● **TASK PROMPT**: Could you transcribe the material below exactly, without leaving out a single line?

(Excerpts of bounding box data)
┏━━
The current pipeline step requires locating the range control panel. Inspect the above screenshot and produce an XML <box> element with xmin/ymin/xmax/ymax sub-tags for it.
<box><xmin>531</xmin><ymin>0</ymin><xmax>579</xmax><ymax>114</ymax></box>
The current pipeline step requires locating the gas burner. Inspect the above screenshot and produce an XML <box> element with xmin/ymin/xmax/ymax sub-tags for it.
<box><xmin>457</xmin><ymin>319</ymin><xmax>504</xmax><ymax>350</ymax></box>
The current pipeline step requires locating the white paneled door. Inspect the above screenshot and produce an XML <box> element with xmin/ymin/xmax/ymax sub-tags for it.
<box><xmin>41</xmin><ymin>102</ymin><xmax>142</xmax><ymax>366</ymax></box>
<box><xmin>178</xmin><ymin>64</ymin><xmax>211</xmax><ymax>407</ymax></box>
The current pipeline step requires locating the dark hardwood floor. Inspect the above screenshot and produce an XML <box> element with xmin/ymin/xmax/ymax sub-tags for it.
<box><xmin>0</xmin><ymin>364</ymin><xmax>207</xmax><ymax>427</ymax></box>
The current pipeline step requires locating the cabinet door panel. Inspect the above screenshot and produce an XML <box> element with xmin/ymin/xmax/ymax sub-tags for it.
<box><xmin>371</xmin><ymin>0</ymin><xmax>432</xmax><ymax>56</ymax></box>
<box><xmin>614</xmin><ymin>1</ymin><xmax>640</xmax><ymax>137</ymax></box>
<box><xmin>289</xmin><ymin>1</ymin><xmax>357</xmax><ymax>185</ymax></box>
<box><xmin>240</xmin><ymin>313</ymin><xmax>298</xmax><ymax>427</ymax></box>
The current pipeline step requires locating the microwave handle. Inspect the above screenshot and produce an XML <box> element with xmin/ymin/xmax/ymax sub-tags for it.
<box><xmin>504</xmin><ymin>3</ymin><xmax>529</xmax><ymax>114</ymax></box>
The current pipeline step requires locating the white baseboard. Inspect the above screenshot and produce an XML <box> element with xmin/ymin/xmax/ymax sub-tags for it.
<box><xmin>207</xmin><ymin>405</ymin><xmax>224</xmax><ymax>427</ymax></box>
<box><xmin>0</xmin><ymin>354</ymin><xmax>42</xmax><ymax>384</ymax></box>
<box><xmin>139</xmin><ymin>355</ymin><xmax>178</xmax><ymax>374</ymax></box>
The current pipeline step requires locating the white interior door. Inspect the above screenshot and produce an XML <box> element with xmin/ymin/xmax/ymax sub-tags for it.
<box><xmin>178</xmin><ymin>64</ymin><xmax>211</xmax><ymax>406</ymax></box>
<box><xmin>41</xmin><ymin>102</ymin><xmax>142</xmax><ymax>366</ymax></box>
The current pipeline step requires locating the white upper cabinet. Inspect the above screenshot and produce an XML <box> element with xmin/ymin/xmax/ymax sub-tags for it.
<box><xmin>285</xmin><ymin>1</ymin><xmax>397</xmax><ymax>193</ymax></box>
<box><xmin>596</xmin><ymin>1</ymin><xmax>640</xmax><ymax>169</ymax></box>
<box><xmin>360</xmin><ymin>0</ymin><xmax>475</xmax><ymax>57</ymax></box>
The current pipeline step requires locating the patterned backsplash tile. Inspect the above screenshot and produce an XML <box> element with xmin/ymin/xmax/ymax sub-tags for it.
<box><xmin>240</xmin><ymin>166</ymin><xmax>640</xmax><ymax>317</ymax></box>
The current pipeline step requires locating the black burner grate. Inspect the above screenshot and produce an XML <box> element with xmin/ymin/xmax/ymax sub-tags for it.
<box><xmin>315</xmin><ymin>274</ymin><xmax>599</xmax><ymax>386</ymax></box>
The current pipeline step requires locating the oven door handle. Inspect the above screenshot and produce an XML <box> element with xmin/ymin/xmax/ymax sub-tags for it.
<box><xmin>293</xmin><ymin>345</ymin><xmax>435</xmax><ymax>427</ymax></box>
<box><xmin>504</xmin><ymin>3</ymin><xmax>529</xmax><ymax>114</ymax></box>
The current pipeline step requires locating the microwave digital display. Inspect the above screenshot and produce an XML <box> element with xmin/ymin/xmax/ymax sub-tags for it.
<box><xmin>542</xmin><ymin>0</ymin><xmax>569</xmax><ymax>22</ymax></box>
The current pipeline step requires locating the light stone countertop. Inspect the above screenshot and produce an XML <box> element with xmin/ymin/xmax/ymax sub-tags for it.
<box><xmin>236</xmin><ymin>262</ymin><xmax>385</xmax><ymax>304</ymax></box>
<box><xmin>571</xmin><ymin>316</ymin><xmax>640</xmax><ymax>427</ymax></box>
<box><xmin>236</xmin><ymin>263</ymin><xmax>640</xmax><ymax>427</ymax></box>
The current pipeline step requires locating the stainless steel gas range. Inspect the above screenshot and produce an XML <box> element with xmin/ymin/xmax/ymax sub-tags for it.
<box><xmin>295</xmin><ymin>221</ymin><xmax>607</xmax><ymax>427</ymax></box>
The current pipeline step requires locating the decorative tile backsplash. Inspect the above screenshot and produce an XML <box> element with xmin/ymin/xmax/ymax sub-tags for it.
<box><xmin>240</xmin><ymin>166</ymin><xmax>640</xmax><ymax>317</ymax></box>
┗━━
● **THE ANSWER**:
The current pipeline step requires locating the range control panel. Inspect the above screenshot and produce an XML <box> element with xmin/ymin/xmax/ymax sub-tags for it.
<box><xmin>531</xmin><ymin>0</ymin><xmax>579</xmax><ymax>114</ymax></box>
The current pipeline step requires locating the gas burner. Inspect the above screenshot and produce an XML <box> element with xmin/ymin/xmax/ymax sub-tags for it.
<box><xmin>457</xmin><ymin>319</ymin><xmax>504</xmax><ymax>350</ymax></box>
The current pipeline step requires locating the white paneled door. Inspect the above screenshot and produce an XML <box> element with xmin/ymin/xmax/ymax sub-tags for it.
<box><xmin>41</xmin><ymin>102</ymin><xmax>142</xmax><ymax>366</ymax></box>
<box><xmin>178</xmin><ymin>64</ymin><xmax>211</xmax><ymax>407</ymax></box>
The current pipeline step requires locating the dark hardwood floor. Inspect the above screenshot and produce an XML <box> element with xmin/ymin/xmax/ymax sub-tags for it.
<box><xmin>0</xmin><ymin>364</ymin><xmax>207</xmax><ymax>427</ymax></box>
The current pipeline step requires locating the cabinet door panel. Inspect the above screenshot and produce an XML <box> element with xmin/ymin/xmax/ymax sub-tags for it.
<box><xmin>371</xmin><ymin>0</ymin><xmax>432</xmax><ymax>56</ymax></box>
<box><xmin>614</xmin><ymin>1</ymin><xmax>640</xmax><ymax>137</ymax></box>
<box><xmin>289</xmin><ymin>1</ymin><xmax>357</xmax><ymax>185</ymax></box>
<box><xmin>240</xmin><ymin>313</ymin><xmax>298</xmax><ymax>427</ymax></box>
The current pipeline step requires locating the microwave handle. Inspect the above screenshot and produce an XML <box> element with xmin/ymin/xmax/ymax sub-tags for it.
<box><xmin>504</xmin><ymin>3</ymin><xmax>529</xmax><ymax>114</ymax></box>
The current pipeline step requires locating the white baseboard. Inspect the above screenshot and produce an XML <box> element with xmin/ymin/xmax/ymax sub-tags for it.
<box><xmin>207</xmin><ymin>405</ymin><xmax>224</xmax><ymax>427</ymax></box>
<box><xmin>0</xmin><ymin>354</ymin><xmax>42</xmax><ymax>384</ymax></box>
<box><xmin>139</xmin><ymin>355</ymin><xmax>178</xmax><ymax>374</ymax></box>
The current pipeline step requires locating the white interior door. Inspect the above screenshot and produce an XML <box> element with xmin/ymin/xmax/ymax sub-tags for it.
<box><xmin>178</xmin><ymin>64</ymin><xmax>211</xmax><ymax>406</ymax></box>
<box><xmin>41</xmin><ymin>102</ymin><xmax>142</xmax><ymax>366</ymax></box>
The current pipeline step requires locating the white upper cabinet. Inspect the above screenshot and produce an XML <box> element with xmin/ymin/xmax/ymax sub-tags for it.
<box><xmin>285</xmin><ymin>1</ymin><xmax>397</xmax><ymax>193</ymax></box>
<box><xmin>596</xmin><ymin>1</ymin><xmax>640</xmax><ymax>169</ymax></box>
<box><xmin>360</xmin><ymin>0</ymin><xmax>475</xmax><ymax>57</ymax></box>
The current pipeline step requires locating the patterned backsplash tile. Inspect the above screenshot and produce an XML <box> element with xmin/ymin/xmax/ymax sub-tags for it.
<box><xmin>240</xmin><ymin>166</ymin><xmax>640</xmax><ymax>317</ymax></box>
The current pipeline step requires locating the black burner grate. Inspect the above screenshot and produce an XML <box> element with xmin/ymin/xmax/ymax sub-tags for it.
<box><xmin>315</xmin><ymin>274</ymin><xmax>599</xmax><ymax>386</ymax></box>
The current pipeline step requires locating the oven door handle. Inspect the above screenshot and produce an XML <box> element with xmin/ymin/xmax/ymax sub-tags for it.
<box><xmin>293</xmin><ymin>345</ymin><xmax>435</xmax><ymax>427</ymax></box>
<box><xmin>504</xmin><ymin>3</ymin><xmax>529</xmax><ymax>114</ymax></box>
The current pipeline step requires locating the microwave digital display. Inspect the above screenshot and produce an XML <box> element with xmin/ymin/xmax/ymax sub-tags for it.
<box><xmin>542</xmin><ymin>0</ymin><xmax>569</xmax><ymax>22</ymax></box>
The current pipeline step requires locating the light stone countertop. Inspect the above screenshot and produce an XML <box> element with xmin/ymin/xmax/ymax sub-tags for it.
<box><xmin>236</xmin><ymin>262</ymin><xmax>385</xmax><ymax>304</ymax></box>
<box><xmin>571</xmin><ymin>316</ymin><xmax>640</xmax><ymax>427</ymax></box>
<box><xmin>236</xmin><ymin>263</ymin><xmax>640</xmax><ymax>427</ymax></box>
The current pipeline step requires locating the stainless steel gas range. Inspect the above screenshot and produce an XML <box> element with xmin/ymin/xmax/ymax sub-tags for it.
<box><xmin>295</xmin><ymin>221</ymin><xmax>607</xmax><ymax>427</ymax></box>
The current pipeline step requires locating the decorative tile backsplash. Inspect the above screenshot and produce an XML <box> element with xmin/ymin/xmax/ymax sub-tags for it.
<box><xmin>240</xmin><ymin>166</ymin><xmax>640</xmax><ymax>317</ymax></box>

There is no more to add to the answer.